■ TASK DIRECTIONS ■
Every line of the material must come back exactly as given.

■ GIVEN RECORDS ■
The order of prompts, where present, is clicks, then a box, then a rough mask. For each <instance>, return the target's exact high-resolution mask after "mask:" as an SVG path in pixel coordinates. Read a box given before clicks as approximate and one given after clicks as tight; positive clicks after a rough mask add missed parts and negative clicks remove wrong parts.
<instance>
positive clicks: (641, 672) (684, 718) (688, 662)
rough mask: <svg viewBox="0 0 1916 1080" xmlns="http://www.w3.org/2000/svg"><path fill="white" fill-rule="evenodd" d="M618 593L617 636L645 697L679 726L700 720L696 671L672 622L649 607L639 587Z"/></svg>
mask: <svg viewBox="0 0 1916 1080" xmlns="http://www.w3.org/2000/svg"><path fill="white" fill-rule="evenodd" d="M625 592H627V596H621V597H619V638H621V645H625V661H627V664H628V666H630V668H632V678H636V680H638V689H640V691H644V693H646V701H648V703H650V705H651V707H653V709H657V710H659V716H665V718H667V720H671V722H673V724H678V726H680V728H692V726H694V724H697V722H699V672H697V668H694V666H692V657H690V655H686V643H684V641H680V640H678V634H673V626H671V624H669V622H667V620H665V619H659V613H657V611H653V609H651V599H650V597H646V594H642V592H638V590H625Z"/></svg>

■ SOLUTION FOR THIS EXERCISE ■
The order of prompts, where present, is clicks, then a box, then a rough mask. For each <instance>, return the target's exact high-resolution mask after "mask:" as an SVG path in pixel coordinates. Read a box given before clicks as approximate and one given after clicks as tight; positive clicks after a rough mask add missed parts and negative clicks remove wrong parts.
<instance>
positive clicks: (641, 672) (684, 718) (688, 662)
rough mask: <svg viewBox="0 0 1916 1080" xmlns="http://www.w3.org/2000/svg"><path fill="white" fill-rule="evenodd" d="M618 593L617 636L645 697L679 726L700 720L696 671L672 622L649 607L639 587Z"/></svg>
mask: <svg viewBox="0 0 1916 1080" xmlns="http://www.w3.org/2000/svg"><path fill="white" fill-rule="evenodd" d="M625 592H627V596H621V597H619V638H621V645H625V661H627V664H628V666H630V668H632V678H636V680H638V689H640V691H644V693H646V701H648V703H650V705H651V707H653V709H657V710H659V716H665V718H667V720H671V722H673V724H678V726H680V728H692V726H694V724H697V722H699V672H697V668H694V666H692V657H690V655H686V643H684V641H680V640H678V634H673V626H671V624H669V622H667V620H665V619H659V613H657V611H653V609H651V599H650V597H646V594H642V592H638V590H625Z"/></svg>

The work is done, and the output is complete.